───── Passage shown ─────

Paul Apreku Twum-Barimah is a Ghanaian politician and member of parliament for the Dormaa East constituency in the Bono region of Ghana .

== Early life and education ==
Barimah was born on 23 May 1982 and hails from Kobedia-Asupra in the Bono region of Ghana. He had his SSSCE in 2000. He is lawyer, had his bachelor's degree in Sociology & Information Studies in Social Science in 2006. He further had his MSc in Communications and Public Affairs in 2012. He had his LLB in General Law in 2018. He also had his certificate in Oil, Gas & Petroleum Management in 2020.

== Career ==
Barimah was the Head of Event and Production at Radio Universe. He was also the Station Manager at RGU radio. He was the Media manager at EXP Ghana. He was also the Assistant Communication Officer at the British High Commission. He was also the Corporate Affairs and Sustainability Manager for Zen Petroleum. He was also the Development Communication Coordinator for SADA. He was also the Government Relations and Regulatory Affairs for ENI Ghana Exploration & Production Limited.

=== Political career ===
He is a member of NPP and currently the MP for Dormaa East Constituency. He won the parliamentary seat with 16,679 votes whilst the NDC aspirant Racheal Owusuah had 11,383 votes. He was adjudged as the best first term member of Parliament in the year 2022.he was recognize by Watch Parliament and Civil Societies based on his in-depth research and analysis works, Contributions at committee meetings, Valuable contributions in the floor of Parliament and many more.

=== Committees ===
He is a member of the Special Budget Committee, a member of the Foreign Affairs Committee, Privileges Committee, Roads and Transport Committee, Mines and Energy committee and also a member of the Poverty Reduction Strategy Committee.

== Personal life ==
Barimah is a Christian.

== Philanthropy ==
In December 2021, he donated food and other assorted items to about 200 widows in the Dormaa East constituency. He also gave hospital beds and medical equipment to the Wamfie District Hospital. He also donated working equipment and tools to about 400 apprentices and workers in Wamanafo and Wamfie.

─────

◆ What to work on
- a) According to the biography, on what basis was Barimah recognized by Watch Parliament and Civil Societies?
- b) Answer these questions from the biography:
(i) In what year did Barimah receive his LLB in General Law?
(ii) How many votes did the NDC aspirant Racheal Owusuah receive?
(iii) Which hospital received hospital beds and medical equipment from him?

───── Information provided ─────

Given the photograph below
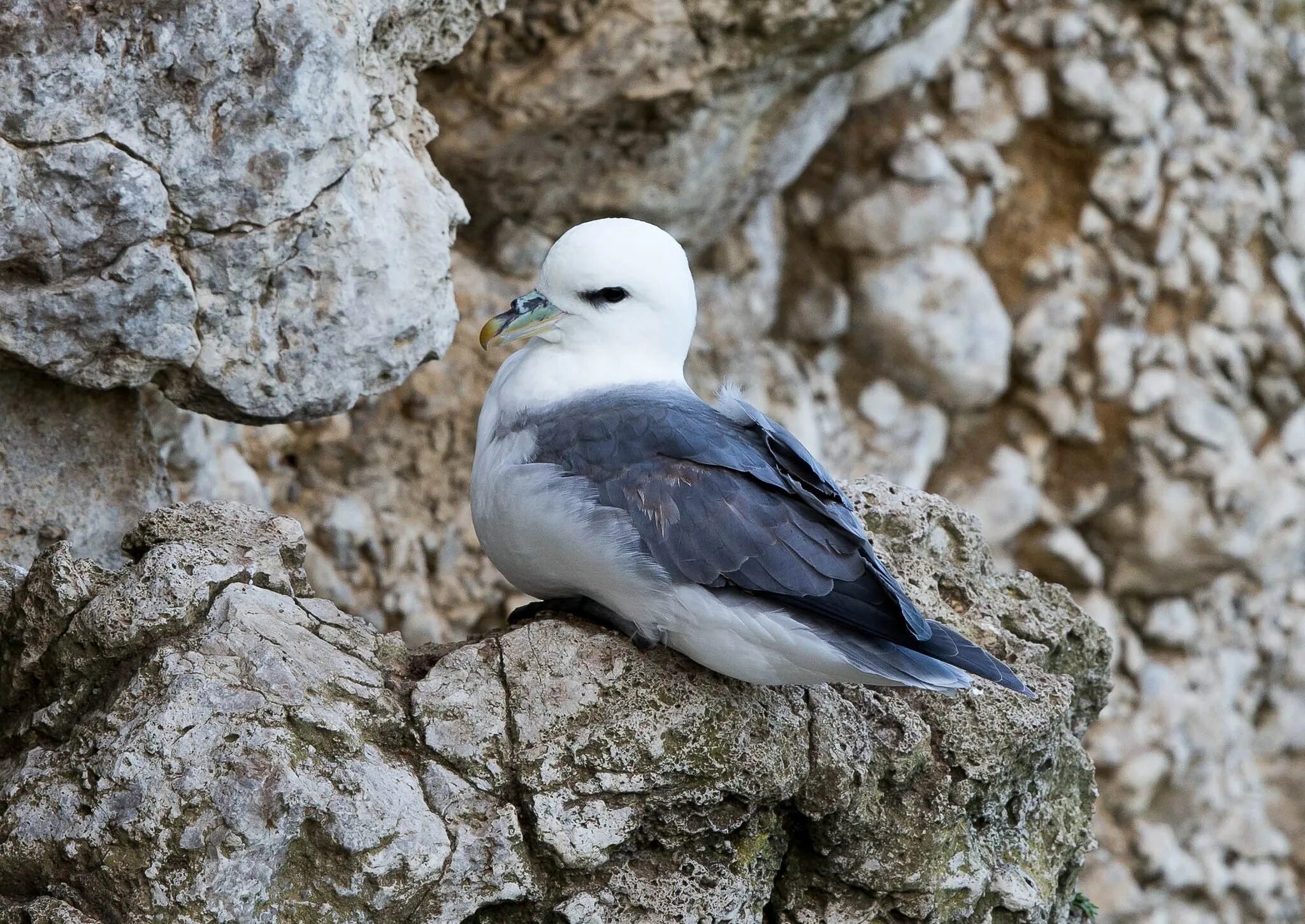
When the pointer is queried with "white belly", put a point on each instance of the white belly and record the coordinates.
(546, 534)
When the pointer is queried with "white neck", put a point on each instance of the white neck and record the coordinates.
(542, 373)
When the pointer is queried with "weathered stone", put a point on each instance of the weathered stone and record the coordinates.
(934, 322)
(273, 753)
(73, 465)
(684, 115)
(231, 198)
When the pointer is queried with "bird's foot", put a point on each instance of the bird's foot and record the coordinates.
(560, 605)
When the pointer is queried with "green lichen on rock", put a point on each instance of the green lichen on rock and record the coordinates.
(225, 748)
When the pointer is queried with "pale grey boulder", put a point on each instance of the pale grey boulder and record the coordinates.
(191, 738)
(233, 199)
(934, 322)
(75, 465)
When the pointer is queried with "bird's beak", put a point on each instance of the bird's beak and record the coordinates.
(530, 315)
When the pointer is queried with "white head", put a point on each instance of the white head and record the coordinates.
(614, 303)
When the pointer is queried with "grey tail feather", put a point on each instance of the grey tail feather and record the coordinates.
(941, 662)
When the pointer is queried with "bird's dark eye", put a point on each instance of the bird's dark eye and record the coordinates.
(611, 295)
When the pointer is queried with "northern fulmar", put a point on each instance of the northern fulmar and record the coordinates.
(601, 475)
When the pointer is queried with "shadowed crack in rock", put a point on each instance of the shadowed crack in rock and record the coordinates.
(263, 754)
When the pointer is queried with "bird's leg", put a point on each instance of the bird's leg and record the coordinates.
(561, 605)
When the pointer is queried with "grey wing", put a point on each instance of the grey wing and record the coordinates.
(737, 502)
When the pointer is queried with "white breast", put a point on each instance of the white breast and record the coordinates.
(546, 533)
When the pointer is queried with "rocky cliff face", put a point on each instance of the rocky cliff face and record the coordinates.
(1044, 264)
(1043, 259)
(195, 737)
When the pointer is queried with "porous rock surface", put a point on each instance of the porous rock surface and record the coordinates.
(1128, 178)
(231, 199)
(195, 738)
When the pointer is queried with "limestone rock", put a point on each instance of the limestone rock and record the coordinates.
(935, 324)
(233, 199)
(73, 465)
(272, 753)
(681, 114)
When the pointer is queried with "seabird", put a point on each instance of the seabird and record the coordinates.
(600, 474)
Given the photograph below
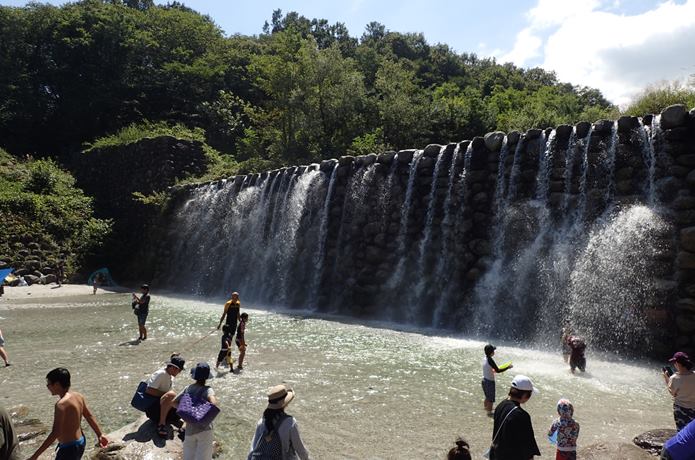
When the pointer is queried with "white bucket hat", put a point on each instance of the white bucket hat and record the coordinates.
(521, 382)
(279, 396)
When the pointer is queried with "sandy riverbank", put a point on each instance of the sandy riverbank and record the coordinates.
(29, 294)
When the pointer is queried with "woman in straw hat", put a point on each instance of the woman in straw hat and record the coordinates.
(277, 434)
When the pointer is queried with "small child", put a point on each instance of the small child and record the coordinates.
(488, 382)
(240, 342)
(225, 346)
(3, 353)
(461, 451)
(567, 431)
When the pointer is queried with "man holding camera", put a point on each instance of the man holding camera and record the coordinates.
(141, 308)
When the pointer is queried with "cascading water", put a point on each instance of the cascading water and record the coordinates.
(478, 235)
(396, 278)
(320, 254)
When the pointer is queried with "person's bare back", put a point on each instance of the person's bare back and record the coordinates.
(69, 410)
(67, 419)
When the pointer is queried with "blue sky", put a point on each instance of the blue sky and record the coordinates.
(619, 46)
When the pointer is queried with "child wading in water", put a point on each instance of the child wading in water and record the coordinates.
(567, 431)
(489, 370)
(240, 340)
(225, 346)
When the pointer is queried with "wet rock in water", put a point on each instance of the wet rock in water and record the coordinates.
(653, 440)
(138, 441)
(613, 451)
(30, 431)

─────

◆ Outputs in order
- a) He was recognized for his in-depth research and analysis work, his contributions at committee meetings and his valuable contributions on the floor of Parliament.

- b)
(i) 2018
(ii) 11,383
(iii) The Wamfie District Hospital